In a recent op-ed in the New York Times, a doctor said that even hospital staff try to spend as little time as possible with coronavirus patients, not wanting to “share the same air” with sick patients. How have you managed these fears in your own work?
There is a conversation right now in medicine about whether doctors and other first responders like nurses should be expected to be willing to give up their lives. Does society owe them anything in return? For example, we don’t send folks into military service without equipping them. Is it fair to expect doctors and nurses to work the front lines without protective equipment?
I’ve held the view that I’m willing to serve even if it means my life. My calling into medicine was so strong it was inescapable. Having said that, I’m a healthy person. The odds are I’ll be just fine. It’s a lot more to ask someone who suffers from chronic illness to have that same equanimity. I don’t begrudge those individuals who have chosen not to come to work. I can only know what the call is on my own life.
Death has always been part of our family conversation, including with my children. I’ve been very honest with them that there’s no guarantee that any of us will get to the other side of this pandemic and still be alive. We talk very openly about how that will be difficult, but we’re not without resources for handling that, spiritual and relational. One of our constant refrains as a family has been, “We need to treasure this time. We need to treasure our relationships. We don’t know how many days we have together. We need to be grateful and care well for one another.”

▶ Dataset extract:
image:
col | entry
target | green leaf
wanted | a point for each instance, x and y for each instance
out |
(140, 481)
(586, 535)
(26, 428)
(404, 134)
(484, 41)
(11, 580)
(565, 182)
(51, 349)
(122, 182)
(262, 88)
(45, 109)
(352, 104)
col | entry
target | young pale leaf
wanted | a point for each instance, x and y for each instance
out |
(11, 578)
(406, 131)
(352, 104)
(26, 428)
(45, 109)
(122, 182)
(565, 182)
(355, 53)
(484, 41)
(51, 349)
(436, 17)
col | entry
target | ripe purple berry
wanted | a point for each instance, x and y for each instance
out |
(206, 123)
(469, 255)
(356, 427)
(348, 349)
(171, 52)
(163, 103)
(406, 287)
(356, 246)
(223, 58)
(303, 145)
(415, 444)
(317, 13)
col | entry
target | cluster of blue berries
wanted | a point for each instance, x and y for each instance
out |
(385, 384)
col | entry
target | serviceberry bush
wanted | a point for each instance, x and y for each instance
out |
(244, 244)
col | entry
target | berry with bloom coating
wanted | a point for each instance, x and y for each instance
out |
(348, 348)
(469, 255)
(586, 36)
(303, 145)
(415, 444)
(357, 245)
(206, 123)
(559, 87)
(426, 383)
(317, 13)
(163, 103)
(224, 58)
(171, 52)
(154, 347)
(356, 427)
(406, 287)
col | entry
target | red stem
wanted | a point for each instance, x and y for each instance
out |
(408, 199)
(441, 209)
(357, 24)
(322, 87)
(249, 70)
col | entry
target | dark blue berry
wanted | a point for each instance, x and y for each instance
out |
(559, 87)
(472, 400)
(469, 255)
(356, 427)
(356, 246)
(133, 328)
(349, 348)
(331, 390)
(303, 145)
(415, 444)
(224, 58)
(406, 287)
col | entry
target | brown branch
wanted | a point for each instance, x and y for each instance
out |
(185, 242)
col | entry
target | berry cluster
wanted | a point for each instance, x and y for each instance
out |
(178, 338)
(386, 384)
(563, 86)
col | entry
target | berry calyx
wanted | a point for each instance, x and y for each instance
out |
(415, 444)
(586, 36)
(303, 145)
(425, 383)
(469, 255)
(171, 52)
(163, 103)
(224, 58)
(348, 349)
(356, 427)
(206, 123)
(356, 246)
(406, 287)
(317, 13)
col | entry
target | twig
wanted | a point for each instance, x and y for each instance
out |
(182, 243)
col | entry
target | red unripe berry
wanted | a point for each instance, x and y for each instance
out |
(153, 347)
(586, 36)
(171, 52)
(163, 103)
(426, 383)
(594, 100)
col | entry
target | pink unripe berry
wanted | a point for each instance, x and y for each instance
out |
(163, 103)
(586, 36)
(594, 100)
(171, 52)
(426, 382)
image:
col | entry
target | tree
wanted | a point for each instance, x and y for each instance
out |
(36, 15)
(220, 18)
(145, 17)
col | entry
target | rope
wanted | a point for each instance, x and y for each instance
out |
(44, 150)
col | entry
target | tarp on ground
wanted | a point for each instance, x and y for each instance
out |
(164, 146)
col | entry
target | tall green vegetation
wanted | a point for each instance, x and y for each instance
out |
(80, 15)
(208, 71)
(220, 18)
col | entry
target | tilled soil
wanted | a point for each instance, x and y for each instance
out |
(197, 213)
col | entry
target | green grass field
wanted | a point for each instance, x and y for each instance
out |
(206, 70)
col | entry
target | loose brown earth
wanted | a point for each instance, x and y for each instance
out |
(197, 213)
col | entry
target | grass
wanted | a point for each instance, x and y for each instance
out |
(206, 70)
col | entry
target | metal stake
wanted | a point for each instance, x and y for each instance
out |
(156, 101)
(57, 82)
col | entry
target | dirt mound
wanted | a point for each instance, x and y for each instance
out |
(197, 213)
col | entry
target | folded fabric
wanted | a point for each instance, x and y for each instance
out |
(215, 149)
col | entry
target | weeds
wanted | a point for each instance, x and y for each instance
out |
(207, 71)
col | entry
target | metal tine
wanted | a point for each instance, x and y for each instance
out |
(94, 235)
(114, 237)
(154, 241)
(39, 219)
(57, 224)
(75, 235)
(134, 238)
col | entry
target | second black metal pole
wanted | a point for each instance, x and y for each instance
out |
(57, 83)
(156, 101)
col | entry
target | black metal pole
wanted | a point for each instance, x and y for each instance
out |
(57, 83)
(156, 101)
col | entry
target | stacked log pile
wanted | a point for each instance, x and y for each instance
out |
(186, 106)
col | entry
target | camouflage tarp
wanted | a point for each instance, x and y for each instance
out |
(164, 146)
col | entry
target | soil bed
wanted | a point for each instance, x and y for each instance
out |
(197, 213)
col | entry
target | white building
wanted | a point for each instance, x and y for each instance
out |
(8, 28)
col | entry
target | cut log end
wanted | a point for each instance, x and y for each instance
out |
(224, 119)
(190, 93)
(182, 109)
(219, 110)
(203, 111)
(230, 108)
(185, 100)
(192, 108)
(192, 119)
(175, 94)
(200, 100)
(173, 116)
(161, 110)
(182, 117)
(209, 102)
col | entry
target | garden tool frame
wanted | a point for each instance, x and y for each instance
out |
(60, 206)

▶ Problem to solve:
For each statement, say yes or no as to whether it agrees with the extract about doctors and the coronavirus, and quote the exact words of the extract that decide it.
1. The speaker does not hold it against people who have stayed away from work.
2. The speaker says they live with a chronic illness.
3. The speaker has assured the children that the whole family will survive the pandemic.
The listing has no connection to the extract about doctors and the coronavirus.

▶ Solution for this exercise:
1. Yes: "I don’t begrudge those individuals who have chosen not to come to work."
2. No: "Having said that, I’m a healthy person."
3. No: "there’s no guarantee that any of us will get to the other side of this pandemic and still be alive."